• _Set problem_: Extract the full biography of James Q. Dealey word for word, including its headings.

*** Excerpt provided ***

= James Q. Dealey =

American sociologist and newspaper editor

James Quayle Dealey (13 August 1861 – 22 January 1937) was a British American sociologist, journalist, academic, and newspaper editor. Dealey served as the tenth president of the American Sociological Association.

== Early life and education ==
Dealey was born on 13 August 1861 in Manchester, England to George and Mary Ann Dealey, née Nellins. Dealey was first educated in secondary schools in Liverpool. At the age of nine, Dealey's family moved to Galveston, Texas where attended the local public schools there. When he was seventeen, Dealy was hired at the Galveston News, working alongside his two brothers Thomas and George. Dealey worked at the News for six years, assigned primarily to the mailing room, business office, and circulation department.

Dealey enrolled in the Cook Academy in Montour Falls, New York in 1884, taking college preparatory classes before enrolling at Brown University in Providence, Rhode Island later that year. At Brown, Dealy earned a bachelor's degree in languages in 1890. Dealey returned to Texas after graduation and subsequently worked as a teacher. After returning to Texas, he met Clara Learned, who he married on August 7, 1890, with whom he raised four children.

*** Supplied entries ***

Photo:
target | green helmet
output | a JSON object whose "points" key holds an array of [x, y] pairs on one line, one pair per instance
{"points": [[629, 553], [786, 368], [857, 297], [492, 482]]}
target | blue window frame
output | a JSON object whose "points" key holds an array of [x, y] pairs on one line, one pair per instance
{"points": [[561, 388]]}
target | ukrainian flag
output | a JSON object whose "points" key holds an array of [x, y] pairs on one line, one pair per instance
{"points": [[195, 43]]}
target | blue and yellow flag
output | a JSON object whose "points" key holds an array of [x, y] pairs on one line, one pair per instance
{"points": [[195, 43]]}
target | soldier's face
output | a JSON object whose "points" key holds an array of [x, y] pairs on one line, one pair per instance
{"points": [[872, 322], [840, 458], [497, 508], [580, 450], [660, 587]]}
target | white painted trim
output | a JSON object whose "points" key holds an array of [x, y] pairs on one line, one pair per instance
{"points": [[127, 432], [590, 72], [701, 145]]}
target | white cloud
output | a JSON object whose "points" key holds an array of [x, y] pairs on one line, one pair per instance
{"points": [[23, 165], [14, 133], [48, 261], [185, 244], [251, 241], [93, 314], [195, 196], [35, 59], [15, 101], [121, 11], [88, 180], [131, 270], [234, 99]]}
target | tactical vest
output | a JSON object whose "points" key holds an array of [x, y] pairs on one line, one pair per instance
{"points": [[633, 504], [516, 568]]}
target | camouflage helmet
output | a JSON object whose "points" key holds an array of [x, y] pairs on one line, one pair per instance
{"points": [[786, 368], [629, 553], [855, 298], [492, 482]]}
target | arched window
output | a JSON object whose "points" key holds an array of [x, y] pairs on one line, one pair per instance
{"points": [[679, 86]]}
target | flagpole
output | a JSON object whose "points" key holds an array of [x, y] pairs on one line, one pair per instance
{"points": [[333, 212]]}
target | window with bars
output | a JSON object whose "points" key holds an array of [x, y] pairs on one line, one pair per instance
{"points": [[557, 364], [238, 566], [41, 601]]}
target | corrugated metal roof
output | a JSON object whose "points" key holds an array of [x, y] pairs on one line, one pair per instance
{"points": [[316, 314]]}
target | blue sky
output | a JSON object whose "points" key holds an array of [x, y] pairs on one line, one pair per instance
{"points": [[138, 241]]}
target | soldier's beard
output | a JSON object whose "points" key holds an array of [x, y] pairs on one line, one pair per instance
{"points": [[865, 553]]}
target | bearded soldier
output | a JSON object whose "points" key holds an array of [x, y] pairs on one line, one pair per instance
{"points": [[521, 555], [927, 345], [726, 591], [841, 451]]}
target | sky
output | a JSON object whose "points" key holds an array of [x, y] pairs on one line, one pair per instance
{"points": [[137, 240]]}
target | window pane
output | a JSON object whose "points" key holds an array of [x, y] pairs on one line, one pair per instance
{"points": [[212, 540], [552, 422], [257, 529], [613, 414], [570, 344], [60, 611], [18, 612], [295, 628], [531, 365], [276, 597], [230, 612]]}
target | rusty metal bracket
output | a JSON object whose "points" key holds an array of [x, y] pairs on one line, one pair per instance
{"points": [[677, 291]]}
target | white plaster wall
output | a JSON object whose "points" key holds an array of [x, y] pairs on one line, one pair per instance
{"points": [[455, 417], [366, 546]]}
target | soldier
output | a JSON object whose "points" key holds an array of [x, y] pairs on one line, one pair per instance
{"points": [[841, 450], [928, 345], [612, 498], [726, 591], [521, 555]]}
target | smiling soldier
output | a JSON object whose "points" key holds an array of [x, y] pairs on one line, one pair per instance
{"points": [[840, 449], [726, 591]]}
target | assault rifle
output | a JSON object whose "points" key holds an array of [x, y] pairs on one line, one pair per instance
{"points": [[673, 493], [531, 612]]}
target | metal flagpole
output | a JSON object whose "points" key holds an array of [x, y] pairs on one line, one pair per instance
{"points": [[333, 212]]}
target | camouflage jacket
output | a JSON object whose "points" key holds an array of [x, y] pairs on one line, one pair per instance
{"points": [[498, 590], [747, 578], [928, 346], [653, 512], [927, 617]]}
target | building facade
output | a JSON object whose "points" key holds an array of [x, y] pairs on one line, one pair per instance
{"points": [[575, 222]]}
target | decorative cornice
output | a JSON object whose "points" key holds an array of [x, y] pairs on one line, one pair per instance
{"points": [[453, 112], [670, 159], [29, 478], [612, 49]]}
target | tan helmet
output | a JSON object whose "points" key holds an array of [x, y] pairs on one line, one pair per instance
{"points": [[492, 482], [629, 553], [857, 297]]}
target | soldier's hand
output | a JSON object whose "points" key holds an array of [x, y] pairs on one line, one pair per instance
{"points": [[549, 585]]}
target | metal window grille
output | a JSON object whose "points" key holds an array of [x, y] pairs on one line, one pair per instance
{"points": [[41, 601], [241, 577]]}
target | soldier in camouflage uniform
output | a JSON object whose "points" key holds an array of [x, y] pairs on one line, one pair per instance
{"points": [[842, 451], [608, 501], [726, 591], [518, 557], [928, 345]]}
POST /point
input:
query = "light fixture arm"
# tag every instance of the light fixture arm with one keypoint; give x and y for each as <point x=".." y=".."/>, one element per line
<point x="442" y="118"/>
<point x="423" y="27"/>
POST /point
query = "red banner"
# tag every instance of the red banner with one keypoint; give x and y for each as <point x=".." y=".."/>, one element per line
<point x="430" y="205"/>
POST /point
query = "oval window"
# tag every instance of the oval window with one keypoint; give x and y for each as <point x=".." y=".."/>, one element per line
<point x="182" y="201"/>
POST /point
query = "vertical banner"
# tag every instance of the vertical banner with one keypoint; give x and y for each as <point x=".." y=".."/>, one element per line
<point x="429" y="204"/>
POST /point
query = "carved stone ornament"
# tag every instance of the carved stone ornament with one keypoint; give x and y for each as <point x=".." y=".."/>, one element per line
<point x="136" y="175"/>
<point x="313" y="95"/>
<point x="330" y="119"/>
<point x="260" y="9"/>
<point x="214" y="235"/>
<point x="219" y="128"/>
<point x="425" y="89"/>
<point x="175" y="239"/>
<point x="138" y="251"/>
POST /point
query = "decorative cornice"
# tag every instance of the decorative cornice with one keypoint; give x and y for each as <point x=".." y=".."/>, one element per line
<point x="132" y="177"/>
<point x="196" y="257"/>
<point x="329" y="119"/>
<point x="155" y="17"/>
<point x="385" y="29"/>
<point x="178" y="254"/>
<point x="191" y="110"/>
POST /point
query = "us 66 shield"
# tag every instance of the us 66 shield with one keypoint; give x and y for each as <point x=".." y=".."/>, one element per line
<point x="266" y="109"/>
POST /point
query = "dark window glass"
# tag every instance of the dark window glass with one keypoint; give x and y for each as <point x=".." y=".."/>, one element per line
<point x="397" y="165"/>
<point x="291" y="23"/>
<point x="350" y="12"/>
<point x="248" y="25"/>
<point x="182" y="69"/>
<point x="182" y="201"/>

***
*** Supplied entries ***

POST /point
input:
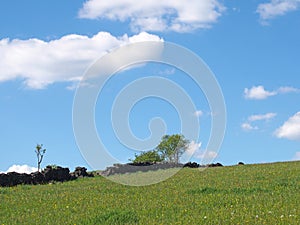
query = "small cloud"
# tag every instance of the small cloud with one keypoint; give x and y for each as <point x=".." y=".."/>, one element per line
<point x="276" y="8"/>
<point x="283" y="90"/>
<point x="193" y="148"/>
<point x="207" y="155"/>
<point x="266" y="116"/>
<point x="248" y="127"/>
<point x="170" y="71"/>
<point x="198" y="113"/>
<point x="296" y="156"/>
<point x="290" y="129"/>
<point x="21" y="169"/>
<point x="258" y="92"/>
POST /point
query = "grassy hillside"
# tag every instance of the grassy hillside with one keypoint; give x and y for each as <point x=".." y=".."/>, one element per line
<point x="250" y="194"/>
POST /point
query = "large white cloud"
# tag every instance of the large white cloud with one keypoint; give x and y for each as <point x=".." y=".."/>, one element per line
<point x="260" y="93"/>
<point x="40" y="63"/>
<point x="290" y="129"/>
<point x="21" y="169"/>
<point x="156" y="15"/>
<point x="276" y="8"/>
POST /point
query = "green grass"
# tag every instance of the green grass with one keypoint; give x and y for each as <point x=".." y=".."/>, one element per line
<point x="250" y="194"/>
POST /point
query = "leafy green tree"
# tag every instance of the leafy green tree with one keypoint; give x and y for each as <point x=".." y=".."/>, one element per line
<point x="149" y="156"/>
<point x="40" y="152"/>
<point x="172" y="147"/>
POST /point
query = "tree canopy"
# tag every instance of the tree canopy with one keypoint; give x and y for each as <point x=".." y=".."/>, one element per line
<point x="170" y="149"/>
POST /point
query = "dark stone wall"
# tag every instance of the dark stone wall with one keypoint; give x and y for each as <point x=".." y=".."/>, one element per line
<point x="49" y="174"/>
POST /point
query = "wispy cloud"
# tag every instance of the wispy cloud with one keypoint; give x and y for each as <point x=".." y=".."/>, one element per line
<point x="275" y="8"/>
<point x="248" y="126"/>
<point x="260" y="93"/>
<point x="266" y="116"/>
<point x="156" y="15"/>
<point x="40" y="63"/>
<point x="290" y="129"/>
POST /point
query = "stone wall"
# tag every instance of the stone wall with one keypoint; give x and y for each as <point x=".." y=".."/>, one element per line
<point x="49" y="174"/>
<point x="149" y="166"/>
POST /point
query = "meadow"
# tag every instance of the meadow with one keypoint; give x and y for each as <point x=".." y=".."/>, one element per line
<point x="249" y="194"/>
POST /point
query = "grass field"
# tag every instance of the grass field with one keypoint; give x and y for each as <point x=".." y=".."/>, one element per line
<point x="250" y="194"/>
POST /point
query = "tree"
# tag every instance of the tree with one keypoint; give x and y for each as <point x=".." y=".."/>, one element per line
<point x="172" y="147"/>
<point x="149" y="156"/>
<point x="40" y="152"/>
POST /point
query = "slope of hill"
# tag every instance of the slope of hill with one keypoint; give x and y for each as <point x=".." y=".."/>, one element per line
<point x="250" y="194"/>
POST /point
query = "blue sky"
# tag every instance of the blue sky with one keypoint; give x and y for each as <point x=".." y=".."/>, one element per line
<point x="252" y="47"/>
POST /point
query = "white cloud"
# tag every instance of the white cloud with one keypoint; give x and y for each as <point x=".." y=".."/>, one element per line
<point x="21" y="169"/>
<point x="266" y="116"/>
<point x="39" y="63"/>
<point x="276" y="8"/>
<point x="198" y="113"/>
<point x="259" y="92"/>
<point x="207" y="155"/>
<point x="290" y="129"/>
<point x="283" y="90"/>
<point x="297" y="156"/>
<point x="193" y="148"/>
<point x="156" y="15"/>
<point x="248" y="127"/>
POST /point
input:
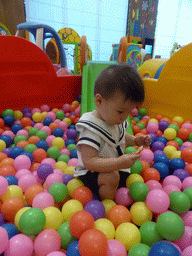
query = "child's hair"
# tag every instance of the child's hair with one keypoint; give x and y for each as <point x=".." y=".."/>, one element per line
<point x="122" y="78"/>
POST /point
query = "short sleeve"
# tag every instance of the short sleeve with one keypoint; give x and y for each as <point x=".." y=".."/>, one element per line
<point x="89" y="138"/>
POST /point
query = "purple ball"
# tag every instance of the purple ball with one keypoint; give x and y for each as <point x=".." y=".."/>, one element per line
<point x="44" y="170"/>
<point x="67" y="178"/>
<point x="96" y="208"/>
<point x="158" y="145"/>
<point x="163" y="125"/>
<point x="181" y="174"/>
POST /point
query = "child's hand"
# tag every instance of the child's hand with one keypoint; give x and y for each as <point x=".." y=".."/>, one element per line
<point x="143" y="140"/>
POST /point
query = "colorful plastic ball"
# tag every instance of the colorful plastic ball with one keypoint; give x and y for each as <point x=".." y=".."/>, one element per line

***

• _Exercise solution_:
= James Q. Dealey =

American sociologist and newspaper editor

James Quayle Dealey (13 August 1861 – 22 January 1937) was a British American sociologist, journalist, academic, and newspaper editor. Dealey served as the tenth president of the American Sociological Association.

== Early life and education ==
Dealey was born on 13 August 1861 in Manchester, England to George and Mary Ann Dealey, née Nellins. Dealey was first educated in secondary schools in Liverpool. At the age of nine, Dealey's family moved to Galveston, Texas where attended the local public schools there. When he was seventeen, Dealy was hired at the Galveston News, working alongside his two brothers Thomas and George. Dealey worked at the News for six years, assigned primarily to the mailing room, business office, and circulation department.

Dealey enrolled in the Cook Academy in Montour Falls, New York in 1884, taking college preparatory classes before enrolling at Brown University in Providence, Rhode Island later that year. At Brown, Dealy earned a bachelor's degree in languages in 1890. Dealey returned to Texas after graduation and subsequently worked as a teacher. After returning to Texas, he met Clara Learned, who he married on August 7, 1890, with whom he raised four children.